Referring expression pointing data
= = = =

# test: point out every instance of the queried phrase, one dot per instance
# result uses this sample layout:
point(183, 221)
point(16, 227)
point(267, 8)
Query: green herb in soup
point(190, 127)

= = = =

### Try it:
All records should be written out again exactly as given.

### The completed task:
# test: point out every instance of the queried phrase, one dot per instance
# result uses this sample layout:
point(183, 221)
point(16, 227)
point(267, 8)
Query: green herb in soup
point(190, 127)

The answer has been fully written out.